§ Prompt
Reproduce all of the data exactly.

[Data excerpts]
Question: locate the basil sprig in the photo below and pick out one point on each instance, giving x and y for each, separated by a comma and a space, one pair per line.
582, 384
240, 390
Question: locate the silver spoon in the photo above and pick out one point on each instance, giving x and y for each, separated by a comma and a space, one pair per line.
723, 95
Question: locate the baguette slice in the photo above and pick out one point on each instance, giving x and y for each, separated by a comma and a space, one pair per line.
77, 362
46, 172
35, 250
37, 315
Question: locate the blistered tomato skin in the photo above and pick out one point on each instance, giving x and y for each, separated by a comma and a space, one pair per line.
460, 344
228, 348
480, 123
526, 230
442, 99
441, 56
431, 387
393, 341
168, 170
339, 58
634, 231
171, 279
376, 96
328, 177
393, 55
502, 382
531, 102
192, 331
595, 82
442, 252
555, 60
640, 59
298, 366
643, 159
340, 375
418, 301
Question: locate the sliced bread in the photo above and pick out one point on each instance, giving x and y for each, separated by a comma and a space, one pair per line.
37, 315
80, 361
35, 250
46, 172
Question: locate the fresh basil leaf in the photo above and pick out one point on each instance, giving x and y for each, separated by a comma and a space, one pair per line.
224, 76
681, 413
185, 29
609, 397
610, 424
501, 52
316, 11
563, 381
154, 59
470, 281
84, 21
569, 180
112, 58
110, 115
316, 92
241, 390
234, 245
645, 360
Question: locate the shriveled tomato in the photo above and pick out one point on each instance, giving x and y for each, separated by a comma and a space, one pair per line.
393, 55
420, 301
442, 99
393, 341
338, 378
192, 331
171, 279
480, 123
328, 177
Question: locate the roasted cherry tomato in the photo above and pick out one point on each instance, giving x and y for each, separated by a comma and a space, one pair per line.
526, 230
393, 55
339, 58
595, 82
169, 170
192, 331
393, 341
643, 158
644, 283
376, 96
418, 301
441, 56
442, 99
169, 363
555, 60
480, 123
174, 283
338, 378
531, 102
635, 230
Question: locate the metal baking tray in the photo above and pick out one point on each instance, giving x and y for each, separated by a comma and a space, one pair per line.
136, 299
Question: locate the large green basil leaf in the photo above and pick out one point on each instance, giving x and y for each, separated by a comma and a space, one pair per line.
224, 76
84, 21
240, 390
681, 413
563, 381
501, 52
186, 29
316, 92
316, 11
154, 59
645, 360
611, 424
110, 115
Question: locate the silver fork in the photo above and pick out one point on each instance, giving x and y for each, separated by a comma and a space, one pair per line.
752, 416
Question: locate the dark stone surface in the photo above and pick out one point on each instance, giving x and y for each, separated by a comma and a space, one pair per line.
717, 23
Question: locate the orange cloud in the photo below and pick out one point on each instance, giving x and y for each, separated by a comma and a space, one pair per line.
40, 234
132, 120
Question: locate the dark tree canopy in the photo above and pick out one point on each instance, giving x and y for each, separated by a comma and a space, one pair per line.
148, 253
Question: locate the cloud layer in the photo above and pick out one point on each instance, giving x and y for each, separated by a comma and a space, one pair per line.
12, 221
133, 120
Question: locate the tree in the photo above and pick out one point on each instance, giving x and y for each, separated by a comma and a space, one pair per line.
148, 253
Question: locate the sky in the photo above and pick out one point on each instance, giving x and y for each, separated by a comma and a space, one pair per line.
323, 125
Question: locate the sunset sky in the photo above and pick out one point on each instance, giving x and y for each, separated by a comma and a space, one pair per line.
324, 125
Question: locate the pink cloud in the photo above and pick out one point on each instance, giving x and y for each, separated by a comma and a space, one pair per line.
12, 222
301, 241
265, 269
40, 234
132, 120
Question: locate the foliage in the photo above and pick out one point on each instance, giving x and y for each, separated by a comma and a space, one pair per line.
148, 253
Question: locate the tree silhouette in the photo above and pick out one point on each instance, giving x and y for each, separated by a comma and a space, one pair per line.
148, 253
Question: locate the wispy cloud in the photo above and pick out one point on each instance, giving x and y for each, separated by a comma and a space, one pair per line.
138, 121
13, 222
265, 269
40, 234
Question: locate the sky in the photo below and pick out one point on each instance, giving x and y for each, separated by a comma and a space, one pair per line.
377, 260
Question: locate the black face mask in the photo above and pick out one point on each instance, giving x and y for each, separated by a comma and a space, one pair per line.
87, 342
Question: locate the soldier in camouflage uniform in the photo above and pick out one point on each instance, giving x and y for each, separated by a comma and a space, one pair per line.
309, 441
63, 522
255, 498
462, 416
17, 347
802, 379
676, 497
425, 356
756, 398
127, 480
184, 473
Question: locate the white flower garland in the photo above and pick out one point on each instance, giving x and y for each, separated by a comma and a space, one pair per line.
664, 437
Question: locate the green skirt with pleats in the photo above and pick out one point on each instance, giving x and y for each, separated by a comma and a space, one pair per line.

§ Result of the exercise
Question: locate the basil sprig in the photo below and pick out one point on each instance, giving x and y for each, separated by a comma and a space, one pair per line.
582, 384
240, 390
Question: locate the silver spoon in the photo above and pick out one point on each instance, giving x and y for each, separated by a comma and a space, one pair per line.
723, 95
Question: locate the baguette slice in the photo above and pick out one point on each instance, giving x and y for each, separated by a comma and a space, one pair per line.
77, 362
46, 172
35, 250
37, 315
Question: locate the blistered tomato skin in the photo above and pick out one point on each instance, giving x and y for each, separated by a comma and a space, one pair per line.
460, 344
228, 348
480, 123
526, 230
442, 99
441, 56
431, 387
393, 341
168, 170
339, 58
634, 231
171, 279
376, 96
328, 177
393, 55
502, 382
531, 102
192, 331
595, 82
442, 252
555, 60
640, 59
298, 366
643, 159
340, 375
418, 301
Question: locate the sliced bread in the photo above and pick out one point on each instance, giving x and y for each, separated by a comma and a space, one pair per line.
37, 315
80, 361
35, 250
46, 172
Question: locate the fresh basil leaf in the photo above and pick out one point on each instance, giving x and y for each, separated by a comma and a space, one pair per line.
224, 76
681, 413
185, 29
609, 397
610, 424
501, 52
316, 11
563, 381
154, 59
470, 281
84, 21
569, 180
112, 58
110, 115
316, 92
241, 390
234, 245
645, 360
Question: locate the shriveled tomato in the photo above and pick out one point on each instance, giving x and y for each, separated by a comma and a space, one pair per line.
393, 55
420, 301
442, 99
393, 341
338, 378
192, 331
171, 279
480, 123
328, 177
Question: locate the roasted cherry tomato in the photo above and pick out one point on each instance, giving x and y for each, separated by a comma and a space, one pair per line.
526, 230
393, 55
339, 58
595, 82
169, 170
192, 331
393, 341
643, 158
644, 283
376, 96
418, 301
441, 56
442, 99
169, 363
555, 60
480, 123
174, 283
338, 378
531, 102
635, 230
Question: locate the metal baking tray in the photo above and pick out one point on each instance, giving x and y for each, separated by a comma and a space, one pair per line.
136, 299
Question: locate the large green basil leaf in the photo above and pick out one point on each instance, giving x and y for each, separated by a comma and a space, one pair per line.
224, 76
84, 21
240, 390
681, 413
563, 381
501, 52
186, 29
316, 92
316, 11
154, 59
645, 360
611, 424
110, 115
Question: locate the silver fork in the photo above and pick out one point on each instance, giving x and y for each, separated by a comma and a space, one pair per line.
752, 416
Question: locate the dark stone surface in the photo above and pick out one point on each instance, giving x and y for each, separated by a comma and a space, one pair per line.
717, 23
Question: locate the orange cloud in the photo below and pick out one point on each instance, giving x and y for each, separated by a comma and a space, one pair per line.
40, 234
132, 120
Question: locate the dark tree canopy in the photo above and pick out one point on each instance, giving x and y for each, separated by a comma and a space, one pair per line.
148, 253
Question: locate the cloud layer in the photo above and pick out one point on each instance, giving x and y for each, separated by a comma and a space, one pair per line.
12, 221
133, 120
Question: locate the tree in the photo above and pick out one point on each instance, giving x and y for each, separated by a comma and a space, one pair per line.
148, 253
Question: locate the sky in the photo above and pick out one point on each instance, giving x and y for each, separated by a comma and a space, one pair per line.
323, 125
Question: locate the sunset sky in the photo above and pick out one point on each instance, giving x and y for each, separated by a comma and a space, one pair per line.
324, 125
Question: locate the pink cloud in the photo above and pick out one point on each instance, giving x and y for each, separated by a comma and a space, one pair per line.
12, 222
301, 241
265, 269
40, 234
132, 120
Question: locate the foliage in the photo above and pick out one point on each instance, giving x and y for each, separated by a comma and a space, one pair per line.
148, 253
Question: locate the tree silhouette in the photo above and pick out one point on each instance, giving x and y for each, separated by a comma and a space, one pair per line.
148, 253
Question: locate the wispy cloud in the photo above and pick out one point on each instance, giving x and y for each, separated by a comma and a space, one pair per line.
138, 121
13, 222
265, 269
40, 234
Question: locate the sky in the photo below and pick out one point on each instance, giving x and y for each, separated by a comma and a space, one pair per line.
377, 260
Question: locate the black face mask in the photo above and pick out one point on each instance, giving x and y for each, separated by a comma and a space, one pair per line.
87, 342
Question: locate the soldier in camouflage uniform in the photo above and pick out one point on each instance, giving x and y for each, separated by a comma and a space, one pair per line.
309, 441
63, 522
255, 498
462, 416
17, 347
802, 379
676, 497
425, 356
756, 398
127, 480
184, 473
Question: locate the white flower garland in the photo above and pick out one point on each instance, giving x and y for each, separated by a comma and a space, one pair per line.
664, 437
Question: locate the green skirt with pleats in the photo above and pick out one point on each instance, giving x and y for each, separated by a comma and a space, one pair per line.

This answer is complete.